About this task |
Range to reproduce from the entries below: the line with "white dress shirt?", the line with "shirt collar?", and every line in between. Give them exactly and give nothing else.

Data to process |
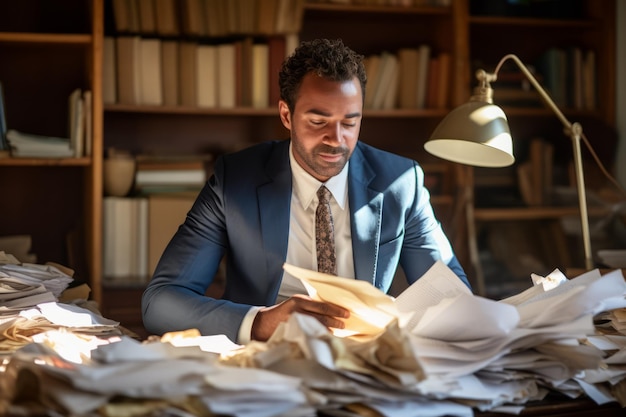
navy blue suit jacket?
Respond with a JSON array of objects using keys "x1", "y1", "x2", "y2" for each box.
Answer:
[{"x1": 142, "y1": 140, "x2": 469, "y2": 342}]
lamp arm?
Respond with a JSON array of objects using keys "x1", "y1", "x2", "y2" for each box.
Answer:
[
  {"x1": 493, "y1": 54, "x2": 572, "y2": 130},
  {"x1": 489, "y1": 54, "x2": 593, "y2": 270}
]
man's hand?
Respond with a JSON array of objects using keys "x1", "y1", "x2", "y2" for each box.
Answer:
[{"x1": 251, "y1": 294, "x2": 350, "y2": 341}]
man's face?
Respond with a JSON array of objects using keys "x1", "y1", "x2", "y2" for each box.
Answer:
[{"x1": 279, "y1": 73, "x2": 363, "y2": 182}]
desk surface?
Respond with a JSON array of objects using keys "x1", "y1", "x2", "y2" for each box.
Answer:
[{"x1": 477, "y1": 397, "x2": 624, "y2": 417}]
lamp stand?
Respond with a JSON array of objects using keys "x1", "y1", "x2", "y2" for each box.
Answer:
[
  {"x1": 569, "y1": 122, "x2": 594, "y2": 270},
  {"x1": 491, "y1": 55, "x2": 594, "y2": 271}
]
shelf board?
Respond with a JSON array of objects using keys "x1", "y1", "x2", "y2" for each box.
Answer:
[
  {"x1": 469, "y1": 16, "x2": 596, "y2": 28},
  {"x1": 474, "y1": 205, "x2": 609, "y2": 221},
  {"x1": 0, "y1": 32, "x2": 92, "y2": 45},
  {"x1": 0, "y1": 156, "x2": 91, "y2": 166},
  {"x1": 104, "y1": 103, "x2": 449, "y2": 118},
  {"x1": 304, "y1": 3, "x2": 450, "y2": 15}
]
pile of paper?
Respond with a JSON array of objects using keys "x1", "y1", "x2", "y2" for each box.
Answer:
[
  {"x1": 0, "y1": 257, "x2": 120, "y2": 354},
  {"x1": 1, "y1": 262, "x2": 625, "y2": 417},
  {"x1": 0, "y1": 260, "x2": 74, "y2": 318}
]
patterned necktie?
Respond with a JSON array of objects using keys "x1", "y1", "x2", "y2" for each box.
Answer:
[{"x1": 316, "y1": 185, "x2": 337, "y2": 275}]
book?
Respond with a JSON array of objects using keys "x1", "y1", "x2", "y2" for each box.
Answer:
[
  {"x1": 235, "y1": 37, "x2": 254, "y2": 107},
  {"x1": 363, "y1": 54, "x2": 382, "y2": 109},
  {"x1": 239, "y1": 0, "x2": 256, "y2": 34},
  {"x1": 6, "y1": 130, "x2": 73, "y2": 158},
  {"x1": 397, "y1": 48, "x2": 419, "y2": 109},
  {"x1": 68, "y1": 88, "x2": 84, "y2": 158},
  {"x1": 139, "y1": 38, "x2": 163, "y2": 105},
  {"x1": 103, "y1": 37, "x2": 117, "y2": 104},
  {"x1": 381, "y1": 56, "x2": 399, "y2": 110},
  {"x1": 370, "y1": 52, "x2": 397, "y2": 110},
  {"x1": 137, "y1": 0, "x2": 157, "y2": 34},
  {"x1": 103, "y1": 197, "x2": 149, "y2": 280},
  {"x1": 0, "y1": 82, "x2": 8, "y2": 152},
  {"x1": 161, "y1": 40, "x2": 179, "y2": 106},
  {"x1": 251, "y1": 43, "x2": 270, "y2": 108},
  {"x1": 135, "y1": 155, "x2": 209, "y2": 192},
  {"x1": 425, "y1": 55, "x2": 440, "y2": 109},
  {"x1": 435, "y1": 52, "x2": 451, "y2": 109},
  {"x1": 116, "y1": 36, "x2": 142, "y2": 105},
  {"x1": 275, "y1": 0, "x2": 292, "y2": 34},
  {"x1": 217, "y1": 43, "x2": 236, "y2": 108},
  {"x1": 136, "y1": 168, "x2": 207, "y2": 186},
  {"x1": 155, "y1": 0, "x2": 180, "y2": 36},
  {"x1": 181, "y1": 0, "x2": 205, "y2": 36},
  {"x1": 196, "y1": 44, "x2": 218, "y2": 108},
  {"x1": 179, "y1": 42, "x2": 198, "y2": 106},
  {"x1": 83, "y1": 90, "x2": 92, "y2": 157},
  {"x1": 202, "y1": 0, "x2": 227, "y2": 37},
  {"x1": 267, "y1": 36, "x2": 286, "y2": 106},
  {"x1": 582, "y1": 49, "x2": 596, "y2": 111},
  {"x1": 415, "y1": 44, "x2": 431, "y2": 109},
  {"x1": 568, "y1": 46, "x2": 583, "y2": 110},
  {"x1": 112, "y1": 0, "x2": 132, "y2": 32},
  {"x1": 256, "y1": 0, "x2": 279, "y2": 35}
]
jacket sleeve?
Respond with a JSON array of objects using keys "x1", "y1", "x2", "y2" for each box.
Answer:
[
  {"x1": 398, "y1": 161, "x2": 471, "y2": 289},
  {"x1": 141, "y1": 157, "x2": 253, "y2": 343}
]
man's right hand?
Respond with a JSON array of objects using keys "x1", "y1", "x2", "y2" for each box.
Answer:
[{"x1": 251, "y1": 294, "x2": 350, "y2": 341}]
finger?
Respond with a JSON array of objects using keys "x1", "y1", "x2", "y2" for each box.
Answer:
[
  {"x1": 294, "y1": 298, "x2": 350, "y2": 319},
  {"x1": 306, "y1": 312, "x2": 346, "y2": 330}
]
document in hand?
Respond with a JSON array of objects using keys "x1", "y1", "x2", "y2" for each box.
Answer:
[
  {"x1": 282, "y1": 263, "x2": 398, "y2": 337},
  {"x1": 282, "y1": 260, "x2": 473, "y2": 338}
]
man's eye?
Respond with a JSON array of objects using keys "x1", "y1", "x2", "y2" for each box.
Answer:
[
  {"x1": 342, "y1": 122, "x2": 357, "y2": 127},
  {"x1": 310, "y1": 120, "x2": 325, "y2": 126}
]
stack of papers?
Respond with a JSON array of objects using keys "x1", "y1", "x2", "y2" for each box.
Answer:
[
  {"x1": 0, "y1": 262, "x2": 74, "y2": 319},
  {"x1": 1, "y1": 262, "x2": 626, "y2": 417},
  {"x1": 0, "y1": 257, "x2": 120, "y2": 354}
]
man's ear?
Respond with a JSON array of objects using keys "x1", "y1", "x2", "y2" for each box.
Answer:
[{"x1": 278, "y1": 100, "x2": 291, "y2": 131}]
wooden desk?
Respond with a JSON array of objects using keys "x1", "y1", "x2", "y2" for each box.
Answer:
[
  {"x1": 477, "y1": 397, "x2": 623, "y2": 417},
  {"x1": 317, "y1": 396, "x2": 623, "y2": 417}
]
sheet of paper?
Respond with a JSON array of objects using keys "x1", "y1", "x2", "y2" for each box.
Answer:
[
  {"x1": 394, "y1": 260, "x2": 472, "y2": 331},
  {"x1": 283, "y1": 263, "x2": 398, "y2": 337}
]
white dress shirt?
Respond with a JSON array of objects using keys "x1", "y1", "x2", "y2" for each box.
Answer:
[{"x1": 238, "y1": 143, "x2": 354, "y2": 343}]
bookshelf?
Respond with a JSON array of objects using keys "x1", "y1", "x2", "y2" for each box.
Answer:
[
  {"x1": 0, "y1": 0, "x2": 618, "y2": 334},
  {"x1": 0, "y1": 1, "x2": 103, "y2": 302}
]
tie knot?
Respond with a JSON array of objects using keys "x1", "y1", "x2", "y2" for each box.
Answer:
[{"x1": 317, "y1": 185, "x2": 331, "y2": 204}]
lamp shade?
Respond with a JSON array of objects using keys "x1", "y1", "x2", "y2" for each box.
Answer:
[{"x1": 425, "y1": 100, "x2": 515, "y2": 168}]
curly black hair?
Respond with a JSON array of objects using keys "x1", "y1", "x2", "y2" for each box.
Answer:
[{"x1": 278, "y1": 38, "x2": 367, "y2": 112}]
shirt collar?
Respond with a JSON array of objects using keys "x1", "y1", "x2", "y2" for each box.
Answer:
[{"x1": 289, "y1": 142, "x2": 349, "y2": 210}]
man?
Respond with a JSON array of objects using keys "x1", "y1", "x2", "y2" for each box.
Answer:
[{"x1": 142, "y1": 38, "x2": 469, "y2": 344}]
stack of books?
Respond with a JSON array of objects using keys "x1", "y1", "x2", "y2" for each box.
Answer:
[{"x1": 134, "y1": 154, "x2": 212, "y2": 195}]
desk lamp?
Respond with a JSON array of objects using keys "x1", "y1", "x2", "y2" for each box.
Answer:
[{"x1": 424, "y1": 53, "x2": 593, "y2": 271}]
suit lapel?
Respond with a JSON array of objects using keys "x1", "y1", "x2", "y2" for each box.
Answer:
[
  {"x1": 348, "y1": 146, "x2": 382, "y2": 286},
  {"x1": 257, "y1": 141, "x2": 292, "y2": 297}
]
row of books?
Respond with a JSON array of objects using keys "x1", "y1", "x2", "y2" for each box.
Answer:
[
  {"x1": 111, "y1": 0, "x2": 305, "y2": 38},
  {"x1": 104, "y1": 35, "x2": 298, "y2": 108},
  {"x1": 364, "y1": 45, "x2": 451, "y2": 110},
  {"x1": 3, "y1": 88, "x2": 92, "y2": 158},
  {"x1": 536, "y1": 47, "x2": 597, "y2": 111},
  {"x1": 479, "y1": 46, "x2": 597, "y2": 110},
  {"x1": 103, "y1": 193, "x2": 196, "y2": 280}
]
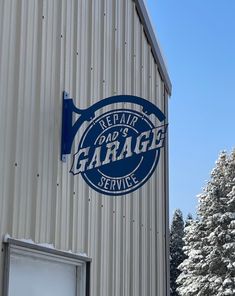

Exercise solution |
white dress shirt?
Respond with a JSON array of objects using keys "x1", "y1", "x2", "y2" for each box.
Answer:
[{"x1": 238, "y1": 143, "x2": 354, "y2": 343}]
bookshelf?
Respond with a JSON array of objects using keys "x1", "y1", "x2", "y2" for each box.
Answer:
[
  {"x1": 0, "y1": 0, "x2": 618, "y2": 334},
  {"x1": 0, "y1": 1, "x2": 103, "y2": 302}
]
tie knot?
Respond with a JSON array of objects using keys "x1", "y1", "x2", "y2" for each box.
Answer:
[{"x1": 317, "y1": 185, "x2": 331, "y2": 204}]
lamp shade?
Respond with a JSON array of objects using keys "x1", "y1", "x2", "y2" for each box.
Answer:
[{"x1": 425, "y1": 100, "x2": 515, "y2": 168}]
curly black hair?
Respond with a JSON array of objects using keys "x1", "y1", "x2", "y2" for each box.
Answer:
[{"x1": 278, "y1": 38, "x2": 367, "y2": 112}]
shirt collar?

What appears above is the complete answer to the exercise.